Task details:
The entries shown here must be retyped in full, with no pictures included.

Available records:
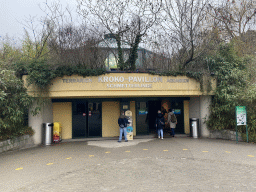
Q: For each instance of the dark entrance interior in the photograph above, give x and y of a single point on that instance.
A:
(153, 107)
(86, 119)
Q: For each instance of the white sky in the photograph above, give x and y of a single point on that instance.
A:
(14, 12)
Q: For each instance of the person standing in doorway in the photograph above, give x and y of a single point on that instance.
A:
(172, 120)
(123, 122)
(160, 124)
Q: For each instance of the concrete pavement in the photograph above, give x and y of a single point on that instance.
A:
(144, 164)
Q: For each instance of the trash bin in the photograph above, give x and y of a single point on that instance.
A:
(47, 133)
(194, 128)
(57, 136)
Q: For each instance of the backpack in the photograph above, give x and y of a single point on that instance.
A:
(173, 118)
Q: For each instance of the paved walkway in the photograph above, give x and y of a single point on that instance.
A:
(144, 164)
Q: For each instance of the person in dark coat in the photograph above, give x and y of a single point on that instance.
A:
(160, 124)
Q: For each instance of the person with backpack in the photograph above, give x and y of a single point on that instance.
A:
(172, 120)
(123, 122)
(160, 124)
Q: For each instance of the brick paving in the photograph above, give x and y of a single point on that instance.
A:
(144, 164)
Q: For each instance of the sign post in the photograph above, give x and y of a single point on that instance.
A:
(241, 119)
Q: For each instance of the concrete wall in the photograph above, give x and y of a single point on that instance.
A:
(36, 122)
(194, 107)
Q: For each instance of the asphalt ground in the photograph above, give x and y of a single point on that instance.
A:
(144, 164)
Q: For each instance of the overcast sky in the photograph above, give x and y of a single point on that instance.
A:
(14, 12)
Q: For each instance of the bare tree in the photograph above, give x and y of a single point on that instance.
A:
(234, 17)
(129, 22)
(183, 28)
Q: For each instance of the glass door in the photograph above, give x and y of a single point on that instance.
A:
(79, 119)
(94, 119)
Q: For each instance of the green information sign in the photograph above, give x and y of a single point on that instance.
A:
(241, 115)
(241, 119)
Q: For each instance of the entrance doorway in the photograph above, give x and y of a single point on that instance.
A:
(86, 119)
(147, 113)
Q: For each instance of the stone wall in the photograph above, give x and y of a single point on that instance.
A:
(22, 142)
(225, 134)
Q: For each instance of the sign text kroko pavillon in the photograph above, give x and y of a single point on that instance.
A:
(90, 106)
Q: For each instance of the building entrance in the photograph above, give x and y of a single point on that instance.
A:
(147, 113)
(86, 119)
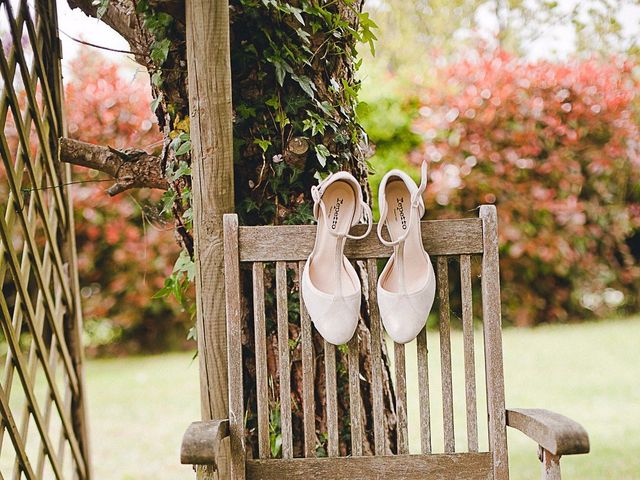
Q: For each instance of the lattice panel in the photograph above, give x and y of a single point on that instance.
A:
(42, 434)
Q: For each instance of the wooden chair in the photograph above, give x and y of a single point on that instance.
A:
(445, 240)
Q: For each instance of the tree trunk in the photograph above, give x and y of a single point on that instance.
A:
(294, 101)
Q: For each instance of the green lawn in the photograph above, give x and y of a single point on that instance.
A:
(139, 407)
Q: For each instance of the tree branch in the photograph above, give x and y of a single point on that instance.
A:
(130, 168)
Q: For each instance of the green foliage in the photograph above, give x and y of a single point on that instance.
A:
(102, 5)
(280, 54)
(387, 115)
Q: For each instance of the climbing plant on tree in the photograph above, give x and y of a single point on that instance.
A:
(295, 120)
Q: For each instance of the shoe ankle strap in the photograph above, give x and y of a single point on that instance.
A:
(417, 204)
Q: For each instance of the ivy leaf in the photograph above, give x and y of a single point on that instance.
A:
(160, 51)
(263, 144)
(167, 201)
(102, 5)
(156, 78)
(297, 13)
(184, 264)
(322, 153)
(184, 148)
(304, 35)
(192, 334)
(156, 103)
(366, 30)
(306, 84)
(182, 170)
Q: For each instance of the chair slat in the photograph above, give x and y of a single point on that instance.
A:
(469, 361)
(283, 356)
(445, 356)
(376, 359)
(295, 242)
(401, 398)
(260, 334)
(461, 466)
(491, 318)
(423, 385)
(234, 346)
(308, 401)
(332, 398)
(354, 396)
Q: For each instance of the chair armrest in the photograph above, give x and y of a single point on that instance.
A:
(201, 441)
(554, 432)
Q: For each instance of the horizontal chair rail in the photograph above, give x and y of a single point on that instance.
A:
(291, 243)
(461, 466)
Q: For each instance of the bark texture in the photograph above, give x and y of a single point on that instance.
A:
(130, 168)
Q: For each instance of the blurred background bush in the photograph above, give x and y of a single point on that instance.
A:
(531, 107)
(125, 247)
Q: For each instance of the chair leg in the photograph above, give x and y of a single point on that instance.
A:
(550, 464)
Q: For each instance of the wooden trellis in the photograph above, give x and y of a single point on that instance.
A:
(43, 432)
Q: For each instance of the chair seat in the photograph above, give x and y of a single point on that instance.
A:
(457, 466)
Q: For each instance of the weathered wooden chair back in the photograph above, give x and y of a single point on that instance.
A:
(453, 242)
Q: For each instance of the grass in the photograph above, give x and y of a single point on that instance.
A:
(139, 407)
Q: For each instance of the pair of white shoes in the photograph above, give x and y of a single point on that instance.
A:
(330, 285)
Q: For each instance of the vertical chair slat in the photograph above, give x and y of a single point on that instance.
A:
(308, 402)
(492, 323)
(445, 355)
(376, 359)
(423, 385)
(354, 396)
(262, 392)
(283, 355)
(234, 345)
(401, 398)
(332, 398)
(469, 361)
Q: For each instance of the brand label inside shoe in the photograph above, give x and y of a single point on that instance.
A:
(334, 213)
(399, 212)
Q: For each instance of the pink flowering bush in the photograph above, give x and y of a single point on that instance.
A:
(556, 148)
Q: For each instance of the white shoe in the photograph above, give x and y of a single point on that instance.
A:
(330, 285)
(407, 285)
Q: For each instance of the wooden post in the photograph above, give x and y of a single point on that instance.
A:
(209, 68)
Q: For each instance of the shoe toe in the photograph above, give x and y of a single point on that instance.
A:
(404, 316)
(335, 317)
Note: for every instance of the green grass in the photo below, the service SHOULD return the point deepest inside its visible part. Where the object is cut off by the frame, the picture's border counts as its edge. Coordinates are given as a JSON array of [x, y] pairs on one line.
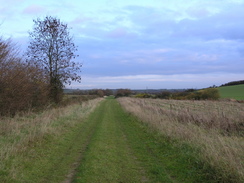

Output below:
Q: For each instance of the dark entrance interior in the photograph above, give x and y of a single point on that instance.
A:
(153, 107)
(86, 119)
Q: For each instance of the white sky in the photograph above, give x and y of a single point on that instance.
A:
(14, 12)
Q: For each instance of the person standing in doorway in the photograph above, give x and y of a single point on that instance.
A:
(172, 120)
(123, 122)
(160, 124)
Q: For each instance of the concrete pavement in the photograph above, give x and y of a single point on that instance.
A:
(144, 164)
Q: For each instance of the trash bin in the photograph above, give x and y of a single point on that instance.
A:
(47, 133)
(194, 128)
(57, 136)
Q: For each instance of the backpack in the photograph above, give x and y of a single point on that instance.
A:
(173, 118)
Q: For each instance of the paved walkway in the photograph above, give x and y of a single point on that instance.
A:
(144, 164)
Q: For each instance of the person in dark coat in the photograph above, give x and y of a single point on that instance.
A:
(160, 124)
Q: For each instance of the person with backpack in the photograph above, give x and y of a single point on that instance.
A:
(172, 120)
(123, 122)
(160, 124)
Q: For each instance of the brick paving in the photograph above, give x and y of a single point on that instance.
A:
(144, 164)
Q: For each instance of the sign post in the photograph above, give x and y of a single point on that instance.
A:
(241, 119)
Q: For each instance of the concrete wall in the photograph above, give x and y of a single point on that instance.
A:
(36, 122)
(194, 107)
Q: For each instance of the asphalt ground in the photograph above, give x and y of a single point on that instance.
A:
(144, 164)
Q: For each instance of the overcast sky in the photograph above, give x and y of a single point on that instance.
A:
(14, 12)
Q: For each instance of the bare tree in the photograph above, give x and y of a single point on that instance.
A:
(234, 17)
(129, 22)
(183, 28)
Q: For each instance of the glass door in the photograph above, give x and y of a single point on that instance.
A:
(79, 119)
(94, 119)
Q: For each instance of the green information sign in the photograph above, give x and y of a single point on that instance.
A:
(241, 115)
(241, 119)
Q: For each instance of the entrance doorway in the photograph above, give x and y of a single point on that instance.
A:
(86, 119)
(147, 113)
Q: For each instance of the stone wall in the photograph above, give x and y of a single point on that instance.
A:
(22, 142)
(225, 134)
Q: For each instance of the sign text kroko pavillon in the photograph above, give x and y of a single point on that instance.
A:
(90, 106)
Q: For each instance of the building entrance in the photograph above, give x and y of a single point on that instance.
A:
(147, 113)
(86, 119)
Q: For each instance of the lattice panel in the photograph above, give x and y of a single point on that instance.
A:
(42, 434)
Q: For each instance of the wooden chair in the photograph above, give x and y of a single point on that instance.
A:
(445, 240)
Q: For each instance of the tree trunk in the photograph above, give x and y of a single point on that instance.
A:
(294, 101)
Q: For each instance of the green lawn in the photograph above, give x and y of a single point on that instance.
A:
(139, 407)
Q: For each instance of the tree branch in the photograph above, give x and y of a single point on that instance.
A:
(130, 168)
Q: For each instance of the green foliage in the photograph above, give x and y of a single point on that instance.
A:
(102, 5)
(280, 54)
(387, 115)
Q: For each instance of the climbing plant on tree in the photograph above, give x and y of a single point on that instance.
A:
(295, 120)
Q: For each instance of the shoe ankle strap in the photograph above, give x and y of a single point on that instance.
A:
(417, 204)
Q: For each instance of the ivy leaf in the photograph above, give x and y of a single point on that instance.
A:
(160, 51)
(263, 144)
(167, 201)
(102, 5)
(156, 78)
(297, 13)
(184, 264)
(322, 153)
(184, 148)
(304, 35)
(192, 334)
(156, 103)
(366, 30)
(306, 84)
(182, 170)
Q: For each instance of the chair slat in the photograph above, give x and y of a single point on that instance.
A:
(469, 361)
(283, 356)
(445, 356)
(376, 359)
(295, 242)
(401, 398)
(260, 334)
(461, 466)
(491, 318)
(423, 385)
(234, 346)
(308, 401)
(332, 398)
(354, 396)
Q: For each instance of the chair armrest in the photograph above, give x and y of a single point on that instance.
A:
(201, 441)
(554, 432)
Q: For each instance of the horizontal chair rail in the photograph above, give x and y of a single point on that instance.
A:
(291, 243)
(461, 466)
Q: For each instance of the bark texture in the photograph above, give x and y of a single point on that instance.
A:
(130, 168)
Q: For each instance of the blurred background bush in the photograph above, give x and y of a single point on that instance.
A:
(531, 107)
(125, 247)
Q: For each instance of the chair leg in the photograph above, give x and y of a single point on that instance.
A:
(550, 464)
Q: For each instance of the wooden trellis in the photograph above, give x and y of a single point on that instance.
A:
(43, 432)
Q: For each instance of the chair seat in the photograph above, give x and y of a single point on that instance.
A:
(457, 466)
Q: For each instance of the weathered wooden chair back in the photograph above, give x and y of a single point on that instance.
A:
(453, 242)
Q: For each instance of the grass in the photograph above, give x and y of a single point on that instance.
A:
(139, 407)
Q: For each instance of the pair of white shoes in the photograph above, give x and y of a single point on that instance.
A:
(330, 285)
Q: For each instance of the vertical chair slat in the photograph above, give x and y of a single point on that instance.
A:
(308, 402)
(492, 323)
(445, 355)
(376, 359)
(423, 385)
(354, 396)
(262, 392)
(283, 355)
(234, 345)
(401, 398)
(332, 398)
(469, 361)
Q: For each instance of the brand label inside shoe in the photograph above, give x and y of a single point on that instance.
A:
(334, 213)
(399, 212)
Q: For each instance of the pink flowering bush in the photograph above, give x and y of a single point on that instance.
A:
(556, 148)
Q: For each instance of the white shoe in the photograph above, give x and y of a single point on that instance.
A:
(330, 285)
(407, 285)
Q: For each instance of the wooden post in the photograph above, give x and y of a single point on that instance.
A:
(209, 68)
Q: For each instance of the shoe toe in the photograph above, give x and y of a single point on that instance.
A:
(404, 316)
(335, 317)
Note: for every instance of the green grass in the photo below, the service SHOULD return the point deepest inside its visible part. Where the object is cut off by the frame, the picture's border counts as its edge. Coordinates are given as a JSON array of [x, y] pairs on one line.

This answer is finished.